▶ **What you will do**
Quote every one of the records below word for word, leaving the pictures out of your answer.

--- Begin ---

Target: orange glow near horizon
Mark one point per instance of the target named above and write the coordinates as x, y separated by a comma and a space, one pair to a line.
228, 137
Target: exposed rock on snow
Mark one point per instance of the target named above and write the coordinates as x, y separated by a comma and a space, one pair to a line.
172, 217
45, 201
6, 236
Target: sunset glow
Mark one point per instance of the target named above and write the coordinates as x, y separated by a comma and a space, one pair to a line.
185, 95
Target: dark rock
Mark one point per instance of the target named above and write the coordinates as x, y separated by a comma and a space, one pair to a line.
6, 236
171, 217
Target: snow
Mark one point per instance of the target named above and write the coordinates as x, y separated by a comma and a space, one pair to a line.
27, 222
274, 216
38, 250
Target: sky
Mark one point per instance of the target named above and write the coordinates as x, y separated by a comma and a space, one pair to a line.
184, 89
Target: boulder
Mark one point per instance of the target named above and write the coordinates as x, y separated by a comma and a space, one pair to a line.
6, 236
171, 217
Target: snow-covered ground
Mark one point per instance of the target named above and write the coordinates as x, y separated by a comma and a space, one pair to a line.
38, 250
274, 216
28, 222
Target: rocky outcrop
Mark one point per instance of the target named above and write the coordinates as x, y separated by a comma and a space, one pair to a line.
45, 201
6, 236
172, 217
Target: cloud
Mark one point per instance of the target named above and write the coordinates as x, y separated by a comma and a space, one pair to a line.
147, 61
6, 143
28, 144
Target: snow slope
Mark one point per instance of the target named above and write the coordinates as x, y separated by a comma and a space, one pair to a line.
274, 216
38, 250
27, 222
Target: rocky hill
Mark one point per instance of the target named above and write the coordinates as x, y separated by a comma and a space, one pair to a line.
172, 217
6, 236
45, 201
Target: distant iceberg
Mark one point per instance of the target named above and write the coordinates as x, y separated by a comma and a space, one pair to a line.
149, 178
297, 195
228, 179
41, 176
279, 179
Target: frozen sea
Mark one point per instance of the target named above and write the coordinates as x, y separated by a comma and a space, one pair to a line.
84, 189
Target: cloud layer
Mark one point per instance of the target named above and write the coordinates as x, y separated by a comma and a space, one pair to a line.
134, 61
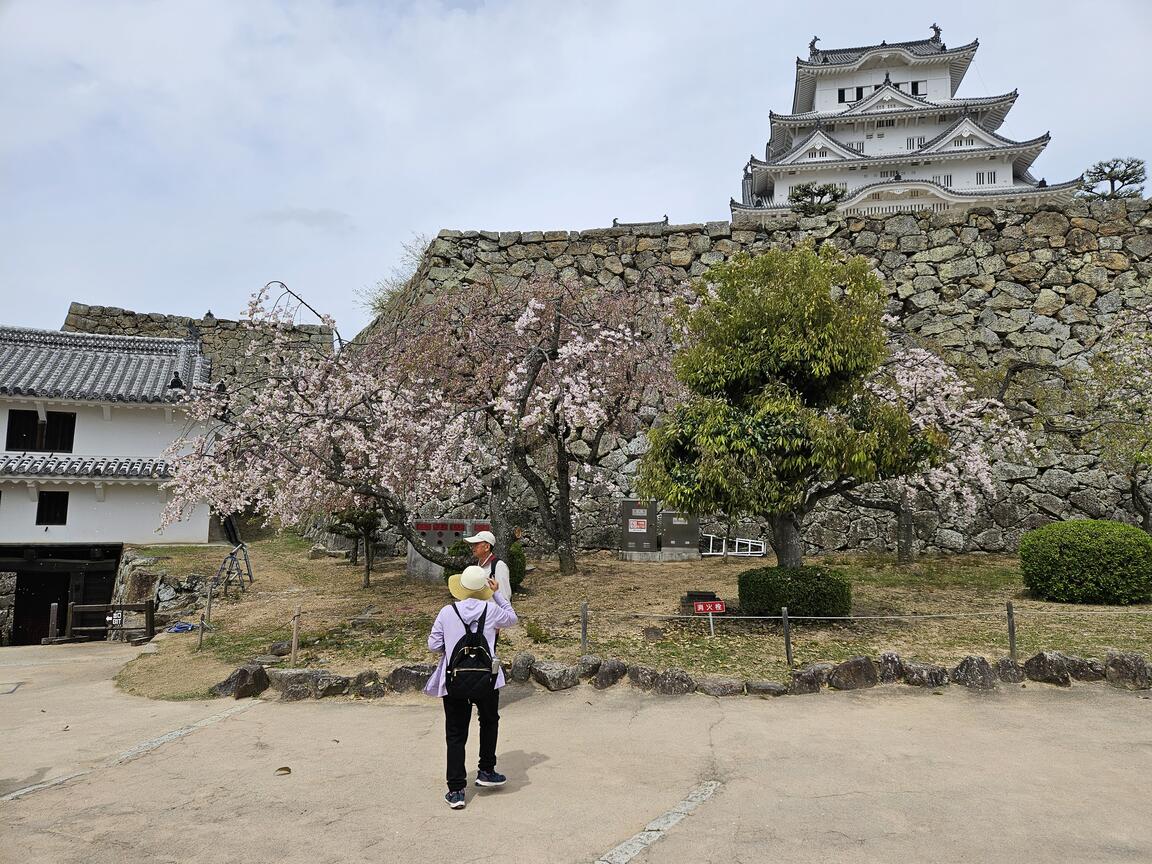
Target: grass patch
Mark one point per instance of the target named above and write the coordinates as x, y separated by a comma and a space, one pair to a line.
347, 628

--- End ---

▶ **Exercise result**
Target: orange glow near horizon
Mark one point per instance of the target named above and write the coordinates as x, y separated by a comma and a space, one pair to a line.
228, 137
Target: exposed rock on snow
Mark one point per instance of the target named above and write the coordinates as x, y separated by a comma and a space, one pair to a line.
172, 217
45, 201
6, 236
Target: sunset glow
Mark one point per instance of the target named above and write the coordinates as x, y separated by a comma and a space, one pair to a line.
185, 95
Target: dark rock
Mark one point per instance of the target named above and write the coordinates as x, y separated by a comma and a space, one pair to a line.
6, 236
171, 217
Target: snow
Mark one point per instance of the target named above and write the coordinates as x, y separated by a comma and a space, one pair to a line.
27, 222
274, 216
38, 250
Target: sky
Mark one point per instance of the target named above and write the coordinates as x, y separated by a comma and a space, one pair to a line.
184, 89
Target: boulder
Mark one point per instance of the target named above and write the coordinates as x, y separated by a comma and a space, one pair to a line.
6, 236
171, 217
Target: snow-covered ground
Mark one point per instance of the target named above and write the coordinates as x, y separated by a comma and a space, one pair to a line.
38, 250
274, 216
28, 222
Target: rocky outcrop
Mark one point per instance of the target named above and write the coordinates as x, y separated by a comma and a space, one pair to a line.
45, 201
6, 236
172, 217
Target: cloud
Mark one point per instance of the target named above and write the coordinates as x, y separated by a comma and a space, one pair to a line.
147, 61
6, 143
28, 144
Target: snow slope
Mark one point per instance of the target named above and write the coordinates as x, y separated by a comma and a space, one pair to a line.
274, 216
38, 250
27, 222
Target: rocky hill
Mark one point per instance of the target named above and write the coordinates as x, y separated by a comma and a space, one pair to a line.
172, 217
6, 236
45, 201
Target: distant iceberg
Mark one point per instance of the target named above and write the coordinates as x, y separated by a comma and a space, one pair to a line.
149, 178
297, 195
228, 179
41, 176
279, 179
Target: frozen sea
Mark one point per instance of the target named above and write the coordinates as x, y separated by a comma and a space, one pair to a line.
84, 189
Target: cloud layer
Mark one point per instance of the target named above and write the coordinates as x, y separated by a comma and a space, one pair to a line.
134, 61
Target: grass patch
Mark one point per instance of the target named above and write the coordinates as x, y separated by a comma and a space, one pair to a line.
347, 628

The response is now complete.